** BEGIN Data lines **

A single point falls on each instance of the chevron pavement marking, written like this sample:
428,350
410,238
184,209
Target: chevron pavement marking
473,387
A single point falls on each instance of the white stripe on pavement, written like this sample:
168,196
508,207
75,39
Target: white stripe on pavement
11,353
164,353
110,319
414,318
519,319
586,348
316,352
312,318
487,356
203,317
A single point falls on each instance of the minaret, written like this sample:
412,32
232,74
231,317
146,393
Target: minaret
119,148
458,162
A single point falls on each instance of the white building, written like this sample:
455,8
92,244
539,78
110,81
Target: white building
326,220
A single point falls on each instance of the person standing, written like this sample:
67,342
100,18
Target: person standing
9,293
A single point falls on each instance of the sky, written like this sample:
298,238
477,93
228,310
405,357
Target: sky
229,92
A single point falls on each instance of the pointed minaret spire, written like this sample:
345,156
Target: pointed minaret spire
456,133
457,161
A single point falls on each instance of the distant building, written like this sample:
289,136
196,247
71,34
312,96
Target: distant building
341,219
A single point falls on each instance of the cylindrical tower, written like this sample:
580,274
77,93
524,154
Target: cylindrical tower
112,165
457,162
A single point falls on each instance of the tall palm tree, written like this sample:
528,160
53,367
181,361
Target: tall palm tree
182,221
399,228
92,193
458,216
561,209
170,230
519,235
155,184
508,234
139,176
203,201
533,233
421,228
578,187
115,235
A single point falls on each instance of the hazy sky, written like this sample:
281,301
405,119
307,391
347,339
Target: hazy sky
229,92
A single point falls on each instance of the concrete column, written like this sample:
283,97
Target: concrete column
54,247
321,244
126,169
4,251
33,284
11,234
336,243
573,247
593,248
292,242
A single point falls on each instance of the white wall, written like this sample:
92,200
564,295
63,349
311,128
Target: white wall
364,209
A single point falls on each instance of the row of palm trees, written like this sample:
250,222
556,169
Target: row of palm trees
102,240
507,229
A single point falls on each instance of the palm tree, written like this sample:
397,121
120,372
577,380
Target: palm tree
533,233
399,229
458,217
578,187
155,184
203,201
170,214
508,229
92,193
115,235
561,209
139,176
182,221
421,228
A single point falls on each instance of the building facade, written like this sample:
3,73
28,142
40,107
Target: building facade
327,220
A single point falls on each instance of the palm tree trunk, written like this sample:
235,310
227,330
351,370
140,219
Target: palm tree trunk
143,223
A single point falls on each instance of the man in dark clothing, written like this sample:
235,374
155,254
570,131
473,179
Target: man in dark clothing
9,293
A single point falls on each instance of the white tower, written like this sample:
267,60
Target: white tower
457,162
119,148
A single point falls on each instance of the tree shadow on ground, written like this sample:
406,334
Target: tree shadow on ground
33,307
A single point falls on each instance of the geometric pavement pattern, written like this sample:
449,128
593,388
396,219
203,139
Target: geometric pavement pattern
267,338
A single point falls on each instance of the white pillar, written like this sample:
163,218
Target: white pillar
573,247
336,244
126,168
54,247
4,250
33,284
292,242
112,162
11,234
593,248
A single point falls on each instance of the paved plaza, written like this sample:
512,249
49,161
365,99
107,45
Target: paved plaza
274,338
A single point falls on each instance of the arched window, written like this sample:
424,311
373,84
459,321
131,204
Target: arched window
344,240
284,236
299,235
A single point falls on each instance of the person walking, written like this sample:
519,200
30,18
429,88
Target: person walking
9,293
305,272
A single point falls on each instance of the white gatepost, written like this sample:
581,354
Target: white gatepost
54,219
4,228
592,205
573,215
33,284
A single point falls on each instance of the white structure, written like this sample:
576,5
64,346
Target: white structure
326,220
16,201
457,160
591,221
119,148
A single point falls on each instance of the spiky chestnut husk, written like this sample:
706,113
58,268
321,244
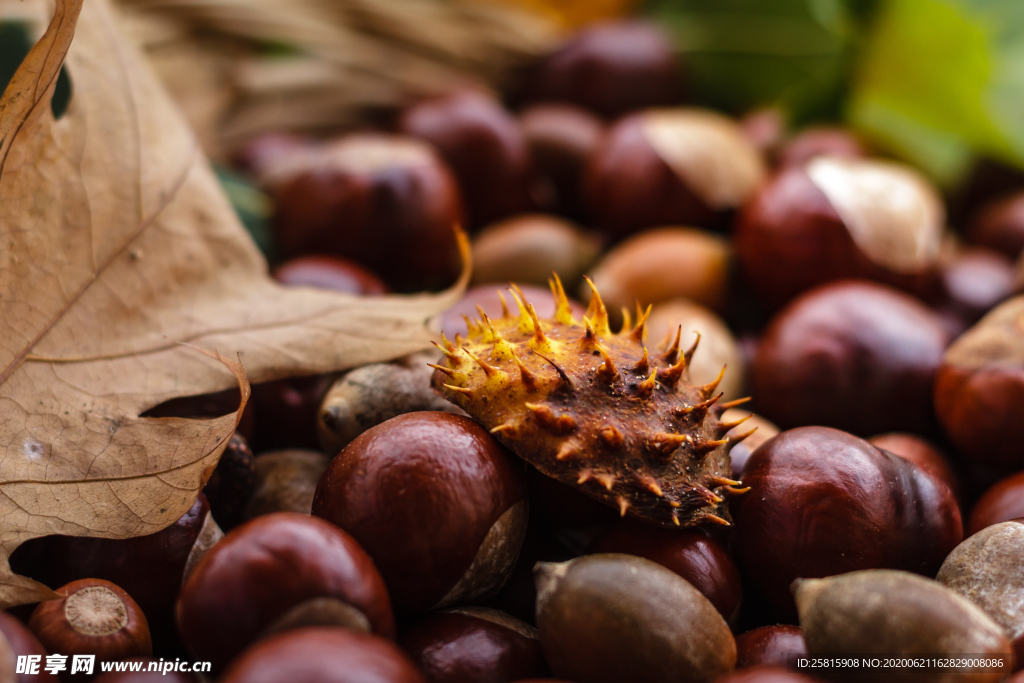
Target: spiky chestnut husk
595,410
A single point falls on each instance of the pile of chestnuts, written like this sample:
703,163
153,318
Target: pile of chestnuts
360,528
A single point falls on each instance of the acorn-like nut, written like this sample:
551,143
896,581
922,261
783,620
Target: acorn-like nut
381,201
823,502
1003,502
611,68
286,481
527,249
436,501
279,572
662,264
620,617
369,395
986,569
820,141
718,346
854,355
485,148
769,646
92,616
690,553
670,167
895,613
323,655
472,644
838,218
561,138
329,272
979,389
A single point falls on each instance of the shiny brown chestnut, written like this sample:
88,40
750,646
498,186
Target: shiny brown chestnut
561,138
769,646
329,272
854,355
436,502
670,167
473,644
820,222
690,553
381,201
92,616
823,502
999,225
611,68
484,146
278,572
323,655
979,389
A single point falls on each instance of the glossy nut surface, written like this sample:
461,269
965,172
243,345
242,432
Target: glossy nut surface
853,355
436,502
266,567
323,655
823,502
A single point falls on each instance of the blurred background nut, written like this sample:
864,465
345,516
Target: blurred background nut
286,481
616,617
525,250
670,167
369,395
896,613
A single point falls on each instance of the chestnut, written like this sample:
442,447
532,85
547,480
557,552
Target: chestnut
561,138
670,167
665,263
473,645
611,68
986,570
381,201
999,225
979,389
436,501
620,617
484,146
278,572
769,646
855,355
692,554
1003,502
837,218
894,613
527,249
92,616
323,655
823,502
329,272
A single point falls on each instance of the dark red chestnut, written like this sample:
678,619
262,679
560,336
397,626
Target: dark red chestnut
437,503
611,68
693,555
381,201
836,218
999,225
485,148
854,355
93,616
979,390
323,655
329,272
473,645
278,572
769,646
823,502
670,167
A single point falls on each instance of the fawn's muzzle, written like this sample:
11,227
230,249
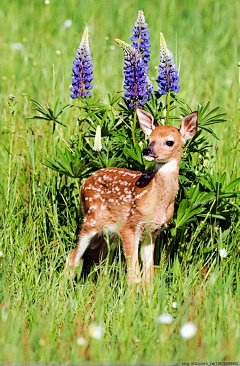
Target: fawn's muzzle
147,151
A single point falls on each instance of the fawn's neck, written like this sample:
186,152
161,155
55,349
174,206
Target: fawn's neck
166,178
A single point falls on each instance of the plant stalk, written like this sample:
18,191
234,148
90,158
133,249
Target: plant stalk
134,127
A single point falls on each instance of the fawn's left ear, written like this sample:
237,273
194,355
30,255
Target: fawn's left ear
189,126
146,121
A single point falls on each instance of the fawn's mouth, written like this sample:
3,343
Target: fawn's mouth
149,158
156,159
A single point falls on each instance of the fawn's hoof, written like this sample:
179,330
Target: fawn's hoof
69,266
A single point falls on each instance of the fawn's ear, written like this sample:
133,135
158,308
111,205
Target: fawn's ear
146,121
189,126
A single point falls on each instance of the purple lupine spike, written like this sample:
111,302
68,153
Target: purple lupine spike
168,78
141,38
82,70
136,79
140,41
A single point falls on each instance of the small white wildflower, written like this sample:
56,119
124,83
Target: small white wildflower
17,46
223,253
67,24
81,341
95,331
97,141
42,342
11,96
188,330
164,319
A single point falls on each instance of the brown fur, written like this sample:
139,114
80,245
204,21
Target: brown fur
133,204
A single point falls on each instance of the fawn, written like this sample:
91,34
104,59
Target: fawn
133,204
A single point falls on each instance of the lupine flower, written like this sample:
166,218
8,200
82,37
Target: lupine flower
97,141
136,80
188,330
82,70
168,78
223,253
164,319
141,38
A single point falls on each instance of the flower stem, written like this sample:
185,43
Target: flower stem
100,157
168,106
134,127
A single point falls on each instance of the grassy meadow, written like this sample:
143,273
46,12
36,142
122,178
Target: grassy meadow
97,317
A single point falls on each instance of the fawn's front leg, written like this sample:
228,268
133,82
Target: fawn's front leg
131,239
147,255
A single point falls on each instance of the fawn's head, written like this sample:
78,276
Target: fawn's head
165,143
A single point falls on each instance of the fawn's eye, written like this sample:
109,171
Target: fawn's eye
169,143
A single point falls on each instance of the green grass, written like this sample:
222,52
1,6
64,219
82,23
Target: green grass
43,313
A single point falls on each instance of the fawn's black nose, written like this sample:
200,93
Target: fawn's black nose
147,151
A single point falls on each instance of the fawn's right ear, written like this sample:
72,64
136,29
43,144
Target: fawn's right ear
146,121
189,126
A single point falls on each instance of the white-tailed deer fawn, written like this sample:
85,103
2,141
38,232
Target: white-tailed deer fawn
133,204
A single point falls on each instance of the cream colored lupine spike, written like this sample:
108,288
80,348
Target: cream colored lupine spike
141,17
163,47
125,46
97,141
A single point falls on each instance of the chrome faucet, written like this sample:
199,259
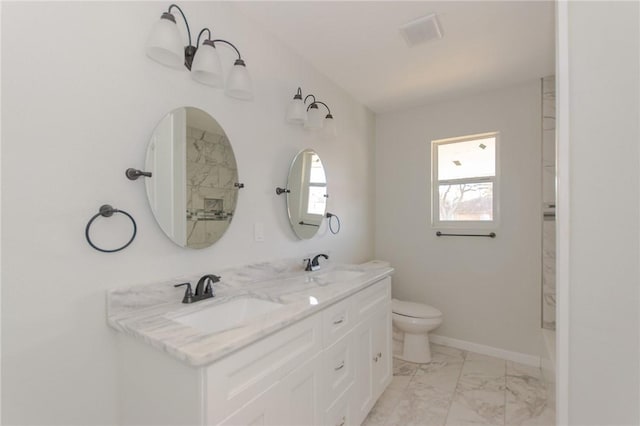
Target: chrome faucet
314,265
204,289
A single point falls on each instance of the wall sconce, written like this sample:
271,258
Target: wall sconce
311,116
164,45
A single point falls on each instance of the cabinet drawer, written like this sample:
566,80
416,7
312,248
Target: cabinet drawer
337,320
237,379
338,369
373,298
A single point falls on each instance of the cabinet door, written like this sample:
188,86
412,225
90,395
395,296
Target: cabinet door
382,358
260,411
363,392
299,396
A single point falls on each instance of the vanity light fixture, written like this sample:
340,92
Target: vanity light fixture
164,45
310,115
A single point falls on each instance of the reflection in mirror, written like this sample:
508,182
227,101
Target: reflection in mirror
307,197
192,193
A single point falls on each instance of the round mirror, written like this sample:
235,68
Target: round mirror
307,196
192,191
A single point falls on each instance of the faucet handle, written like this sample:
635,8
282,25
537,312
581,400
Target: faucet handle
188,293
205,287
308,264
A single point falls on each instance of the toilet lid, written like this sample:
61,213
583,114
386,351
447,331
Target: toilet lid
415,310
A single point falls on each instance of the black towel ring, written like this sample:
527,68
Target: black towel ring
107,211
330,216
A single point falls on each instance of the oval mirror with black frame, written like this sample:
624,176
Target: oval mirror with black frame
192,190
307,196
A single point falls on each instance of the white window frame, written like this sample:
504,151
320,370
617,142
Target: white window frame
435,186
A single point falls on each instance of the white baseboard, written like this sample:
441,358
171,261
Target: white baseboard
526,359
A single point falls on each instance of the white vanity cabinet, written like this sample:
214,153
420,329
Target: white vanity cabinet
372,338
326,369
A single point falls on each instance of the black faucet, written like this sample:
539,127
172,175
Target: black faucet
204,289
314,265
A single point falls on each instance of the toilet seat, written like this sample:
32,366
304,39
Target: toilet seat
414,310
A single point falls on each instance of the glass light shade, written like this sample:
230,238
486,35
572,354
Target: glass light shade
239,82
164,44
297,112
314,118
206,67
330,126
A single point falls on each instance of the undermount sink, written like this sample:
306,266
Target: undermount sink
227,315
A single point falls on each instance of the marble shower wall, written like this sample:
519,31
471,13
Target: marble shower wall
549,202
211,195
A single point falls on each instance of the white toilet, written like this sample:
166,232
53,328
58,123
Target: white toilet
415,321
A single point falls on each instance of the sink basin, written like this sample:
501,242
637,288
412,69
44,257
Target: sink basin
228,315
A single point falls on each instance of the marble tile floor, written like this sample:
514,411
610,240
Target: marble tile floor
464,388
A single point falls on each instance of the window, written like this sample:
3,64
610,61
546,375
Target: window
464,184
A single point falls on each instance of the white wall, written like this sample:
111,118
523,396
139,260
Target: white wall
487,289
599,179
79,102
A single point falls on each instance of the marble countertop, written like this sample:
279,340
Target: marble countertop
147,312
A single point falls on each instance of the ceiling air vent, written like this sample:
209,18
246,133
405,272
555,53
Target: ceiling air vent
421,30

** END Data lines **

What you need to do. Reproduce only the lines from the line containing "A single point falls on each instance of the white window" to the last line of the material above, both of those lines included.

Correct output.
A single point falls on each instance of the white window frame, written like this sample:
504,151
320,370
617,142
Target: white window frame
435,186
A single point falls on each instance of the white baseboard, written like this sample:
441,358
171,261
Target: white baseboard
526,359
A single point falls on each instance of the white vanity cabinet, written like this sample:
214,153
420,329
Target: white vanity cabinet
372,338
326,369
A single point falls on each instance of the black faucet, written like this sample:
539,127
172,175
Target: black faucet
204,289
314,265
A single point falls on each instance of the toilet seat, written like this sample:
32,366
304,39
Target: toilet seat
414,310
A single point falls on each instance of the glass light shade, written like this sample:
230,238
486,35
572,354
Target: glass light shade
239,82
164,44
297,112
314,118
206,67
330,126
A single point falls on each instance of the undermount sink, written like this sample:
306,266
Target: undermount sink
227,315
A single point falls on each instance of the marble shower wall, written like this sample:
519,31
471,13
Target: marble shower wall
549,202
211,195
A single point falls on each instance of the white toilet, written like this sample:
166,232
53,328
58,123
Target: white toilet
415,321
A single point falls on each instance of the sink basin, written like this sample:
501,242
637,288
412,69
44,257
Target: sink basin
228,315
A single point falls on each instance of the marble tile floor, written like this sample:
514,411
610,240
Target: marble tile floor
464,388
A single point falls on each instance of the window, written like this sample:
3,64
610,61
546,375
Target: window
464,184
A single point falls on each instance of the white wall, written like this sample:
111,118
523,396
139,260
Target: white wall
487,289
599,179
79,102
A single point falls on each instance of the marble countertop, written like this sample:
279,340
Target: marble countertop
147,312
A single point falls on each instance of the ceiling air vent, written like this sample:
209,18
246,133
405,272
555,53
Target: ceiling air vent
421,30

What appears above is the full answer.